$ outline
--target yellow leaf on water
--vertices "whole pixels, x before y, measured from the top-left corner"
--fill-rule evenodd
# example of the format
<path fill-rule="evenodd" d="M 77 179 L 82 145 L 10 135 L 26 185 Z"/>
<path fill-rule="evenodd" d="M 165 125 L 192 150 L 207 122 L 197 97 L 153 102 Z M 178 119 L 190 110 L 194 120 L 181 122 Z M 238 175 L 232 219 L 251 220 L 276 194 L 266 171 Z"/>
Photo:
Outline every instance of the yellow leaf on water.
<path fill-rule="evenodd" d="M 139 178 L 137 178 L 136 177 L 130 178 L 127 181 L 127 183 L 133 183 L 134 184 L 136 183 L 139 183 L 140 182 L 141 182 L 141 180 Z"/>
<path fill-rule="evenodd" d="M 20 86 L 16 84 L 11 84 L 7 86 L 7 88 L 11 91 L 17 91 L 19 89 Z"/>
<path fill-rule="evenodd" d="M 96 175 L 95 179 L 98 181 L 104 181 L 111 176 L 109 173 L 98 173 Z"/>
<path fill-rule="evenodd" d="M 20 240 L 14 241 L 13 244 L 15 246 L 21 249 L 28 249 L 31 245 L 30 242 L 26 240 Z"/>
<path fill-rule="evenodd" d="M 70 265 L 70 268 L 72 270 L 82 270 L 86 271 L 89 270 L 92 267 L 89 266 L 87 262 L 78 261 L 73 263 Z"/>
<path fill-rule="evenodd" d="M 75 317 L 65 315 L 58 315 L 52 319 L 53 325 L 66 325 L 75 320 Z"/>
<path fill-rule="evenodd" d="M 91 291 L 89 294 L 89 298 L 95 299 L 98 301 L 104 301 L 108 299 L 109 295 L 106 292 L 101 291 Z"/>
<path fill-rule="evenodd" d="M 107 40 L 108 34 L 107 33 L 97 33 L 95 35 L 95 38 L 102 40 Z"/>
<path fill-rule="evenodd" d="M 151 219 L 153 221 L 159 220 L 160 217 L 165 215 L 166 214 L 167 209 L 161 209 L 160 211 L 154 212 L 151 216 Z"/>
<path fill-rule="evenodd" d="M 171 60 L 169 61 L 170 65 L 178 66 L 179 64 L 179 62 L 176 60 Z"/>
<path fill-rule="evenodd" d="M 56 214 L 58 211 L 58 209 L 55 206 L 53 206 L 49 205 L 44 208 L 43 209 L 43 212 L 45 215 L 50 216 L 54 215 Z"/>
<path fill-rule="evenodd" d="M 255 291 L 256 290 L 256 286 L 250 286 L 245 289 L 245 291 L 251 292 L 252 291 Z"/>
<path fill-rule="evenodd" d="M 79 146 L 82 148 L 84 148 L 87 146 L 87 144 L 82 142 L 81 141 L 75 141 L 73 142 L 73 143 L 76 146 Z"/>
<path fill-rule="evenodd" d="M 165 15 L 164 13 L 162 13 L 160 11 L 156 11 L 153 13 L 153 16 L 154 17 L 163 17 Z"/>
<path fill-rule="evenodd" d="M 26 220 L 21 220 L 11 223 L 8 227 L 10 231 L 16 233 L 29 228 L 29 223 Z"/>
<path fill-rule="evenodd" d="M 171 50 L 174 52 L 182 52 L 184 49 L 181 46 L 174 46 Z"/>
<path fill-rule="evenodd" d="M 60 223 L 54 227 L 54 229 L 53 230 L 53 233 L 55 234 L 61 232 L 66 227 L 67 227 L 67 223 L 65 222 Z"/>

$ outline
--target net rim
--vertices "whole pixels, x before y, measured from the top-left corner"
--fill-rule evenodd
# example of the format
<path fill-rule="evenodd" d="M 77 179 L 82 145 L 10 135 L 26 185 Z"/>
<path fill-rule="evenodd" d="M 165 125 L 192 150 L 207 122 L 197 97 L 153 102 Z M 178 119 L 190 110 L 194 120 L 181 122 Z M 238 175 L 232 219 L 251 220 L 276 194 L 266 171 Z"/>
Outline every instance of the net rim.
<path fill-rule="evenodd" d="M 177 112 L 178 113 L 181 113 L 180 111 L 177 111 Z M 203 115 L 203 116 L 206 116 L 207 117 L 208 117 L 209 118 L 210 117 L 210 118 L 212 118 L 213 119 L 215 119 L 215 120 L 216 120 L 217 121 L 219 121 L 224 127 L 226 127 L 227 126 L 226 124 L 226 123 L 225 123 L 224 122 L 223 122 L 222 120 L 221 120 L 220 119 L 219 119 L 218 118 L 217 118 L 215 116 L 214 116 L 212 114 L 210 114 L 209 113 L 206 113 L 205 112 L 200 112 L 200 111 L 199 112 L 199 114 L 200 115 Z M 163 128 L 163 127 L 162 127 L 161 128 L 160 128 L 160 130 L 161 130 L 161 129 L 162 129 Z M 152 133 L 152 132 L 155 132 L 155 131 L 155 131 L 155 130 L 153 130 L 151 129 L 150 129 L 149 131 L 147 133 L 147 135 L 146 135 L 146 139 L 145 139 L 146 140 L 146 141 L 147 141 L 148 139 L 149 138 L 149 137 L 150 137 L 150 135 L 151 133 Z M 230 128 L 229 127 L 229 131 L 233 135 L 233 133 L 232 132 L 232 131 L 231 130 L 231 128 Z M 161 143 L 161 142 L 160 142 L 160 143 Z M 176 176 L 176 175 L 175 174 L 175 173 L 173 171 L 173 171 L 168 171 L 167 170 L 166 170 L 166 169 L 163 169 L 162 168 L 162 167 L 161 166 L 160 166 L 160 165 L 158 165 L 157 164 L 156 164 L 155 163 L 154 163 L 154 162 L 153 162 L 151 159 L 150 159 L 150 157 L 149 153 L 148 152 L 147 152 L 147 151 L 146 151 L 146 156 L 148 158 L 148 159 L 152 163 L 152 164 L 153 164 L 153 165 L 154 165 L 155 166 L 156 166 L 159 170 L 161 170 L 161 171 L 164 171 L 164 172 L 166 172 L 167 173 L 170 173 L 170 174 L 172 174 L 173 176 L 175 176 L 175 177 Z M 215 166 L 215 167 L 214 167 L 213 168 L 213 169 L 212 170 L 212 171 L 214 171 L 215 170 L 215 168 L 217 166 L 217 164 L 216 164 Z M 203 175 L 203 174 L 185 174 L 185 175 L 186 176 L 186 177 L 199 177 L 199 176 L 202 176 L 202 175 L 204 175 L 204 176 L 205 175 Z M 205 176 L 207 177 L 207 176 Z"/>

——————

Copy every line of the records above verbatim, from the first line to the last.

$ outline
--target yellow leaf on water
--vertices "whole pixels, x before y, measured from the top-left corner"
--fill-rule evenodd
# example of the format
<path fill-rule="evenodd" d="M 77 179 L 82 145 L 10 135 L 26 185 Z"/>
<path fill-rule="evenodd" d="M 165 125 L 192 150 L 207 122 L 197 97 L 153 102 Z M 178 119 L 190 110 L 194 120 L 181 122 Z M 238 175 L 232 219 L 251 220 L 276 194 L 266 171 Z"/>
Photo:
Outline every instance of the yellow leaf on water.
<path fill-rule="evenodd" d="M 139 178 L 137 178 L 136 177 L 130 178 L 127 181 L 127 183 L 133 183 L 134 184 L 136 183 L 139 183 L 140 182 L 141 182 L 141 180 Z"/>
<path fill-rule="evenodd" d="M 20 86 L 16 84 L 11 84 L 7 86 L 7 88 L 11 91 L 17 91 L 19 89 Z"/>
<path fill-rule="evenodd" d="M 96 175 L 95 179 L 98 181 L 104 181 L 111 176 L 109 173 L 98 173 Z"/>
<path fill-rule="evenodd" d="M 20 240 L 14 241 L 13 244 L 15 246 L 21 249 L 28 249 L 31 245 L 30 242 L 26 240 Z"/>
<path fill-rule="evenodd" d="M 70 265 L 70 268 L 72 270 L 82 270 L 86 271 L 89 270 L 92 267 L 89 266 L 87 262 L 78 261 L 73 263 Z"/>
<path fill-rule="evenodd" d="M 75 317 L 65 315 L 58 315 L 52 319 L 53 325 L 66 325 L 75 320 Z"/>
<path fill-rule="evenodd" d="M 91 291 L 89 294 L 89 298 L 95 299 L 98 301 L 104 301 L 108 299 L 109 295 L 106 292 L 101 291 Z"/>
<path fill-rule="evenodd" d="M 107 40 L 108 34 L 107 33 L 97 33 L 95 35 L 95 38 L 102 40 Z"/>
<path fill-rule="evenodd" d="M 151 219 L 153 221 L 159 220 L 160 217 L 165 215 L 166 214 L 167 209 L 161 209 L 160 211 L 154 212 L 151 216 Z"/>
<path fill-rule="evenodd" d="M 171 60 L 169 61 L 170 65 L 178 66 L 179 64 L 179 62 L 176 60 Z"/>
<path fill-rule="evenodd" d="M 56 214 L 58 211 L 58 209 L 55 206 L 53 206 L 49 205 L 44 208 L 43 209 L 43 212 L 45 215 L 50 216 L 54 215 Z"/>
<path fill-rule="evenodd" d="M 255 291 L 256 290 L 256 286 L 250 286 L 245 289 L 245 291 L 251 292 L 252 291 Z"/>
<path fill-rule="evenodd" d="M 79 146 L 82 148 L 84 148 L 87 146 L 87 144 L 82 142 L 81 141 L 75 141 L 73 142 L 73 143 L 76 146 Z"/>
<path fill-rule="evenodd" d="M 165 15 L 164 13 L 162 13 L 160 11 L 156 11 L 153 13 L 153 16 L 154 17 L 163 17 Z"/>
<path fill-rule="evenodd" d="M 26 220 L 21 220 L 11 223 L 8 227 L 10 231 L 16 233 L 29 228 L 29 223 Z"/>
<path fill-rule="evenodd" d="M 171 50 L 174 52 L 182 52 L 184 49 L 181 46 L 174 46 Z"/>
<path fill-rule="evenodd" d="M 60 223 L 54 227 L 54 229 L 53 230 L 53 233 L 55 234 L 61 232 L 66 227 L 67 227 L 67 223 L 65 222 Z"/>

$ outline
--target net rim
--vertices "whole pixels, x before y, measured from the top-left corner"
--fill-rule evenodd
# example of the format
<path fill-rule="evenodd" d="M 77 179 L 82 145 L 10 135 L 26 185 Z"/>
<path fill-rule="evenodd" d="M 165 125 L 192 150 L 207 122 L 197 97 L 153 102 Z M 178 119 L 190 110 L 194 120 L 181 122 Z M 238 175 L 232 219 L 251 220 L 276 194 L 266 171 Z"/>
Outline every instance of the net rim.
<path fill-rule="evenodd" d="M 177 112 L 178 113 L 181 113 L 180 111 L 177 111 Z M 203 115 L 203 116 L 206 116 L 207 117 L 208 117 L 209 118 L 210 117 L 210 118 L 212 118 L 213 119 L 215 119 L 215 120 L 216 120 L 217 121 L 219 121 L 224 127 L 226 127 L 227 126 L 226 124 L 226 123 L 225 123 L 224 122 L 223 122 L 222 120 L 221 120 L 220 119 L 219 119 L 218 118 L 217 118 L 215 116 L 214 116 L 212 114 L 210 114 L 209 113 L 206 113 L 205 112 L 200 112 L 200 111 L 199 112 L 199 114 L 200 115 Z M 163 128 L 163 127 L 162 127 L 161 128 L 160 128 L 160 130 L 161 130 L 161 129 L 162 129 Z M 152 133 L 152 132 L 155 132 L 155 131 L 155 131 L 155 130 L 153 130 L 151 129 L 150 129 L 149 131 L 147 133 L 147 135 L 146 135 L 146 139 L 145 139 L 146 140 L 146 141 L 147 141 L 148 139 L 149 138 L 149 137 L 150 137 L 150 135 L 151 133 Z M 230 128 L 229 127 L 229 131 L 233 135 L 233 133 L 232 132 L 232 131 L 231 130 L 231 128 Z M 161 143 L 161 142 L 160 142 L 160 143 Z M 176 176 L 176 175 L 175 174 L 175 173 L 173 171 L 173 171 L 168 171 L 167 170 L 166 170 L 166 169 L 163 169 L 162 168 L 162 167 L 161 166 L 160 166 L 160 165 L 158 165 L 157 164 L 156 164 L 155 163 L 154 163 L 154 162 L 153 162 L 151 159 L 150 159 L 150 157 L 149 153 L 148 152 L 147 152 L 147 151 L 146 151 L 146 156 L 148 158 L 148 159 L 152 163 L 152 164 L 153 164 L 153 165 L 154 165 L 155 166 L 156 166 L 159 170 L 161 170 L 161 171 L 164 171 L 164 172 L 166 172 L 167 173 L 170 173 L 170 174 L 172 174 L 173 176 L 175 176 L 175 177 Z M 215 166 L 215 167 L 214 167 L 213 168 L 213 169 L 212 170 L 212 171 L 214 171 L 215 170 L 215 168 L 217 166 L 217 164 L 216 164 Z M 203 175 L 203 174 L 185 174 L 185 175 L 186 176 L 186 177 L 199 177 L 199 176 L 202 176 L 202 175 L 204 175 L 204 176 L 205 175 Z M 205 176 L 207 177 L 207 176 Z"/>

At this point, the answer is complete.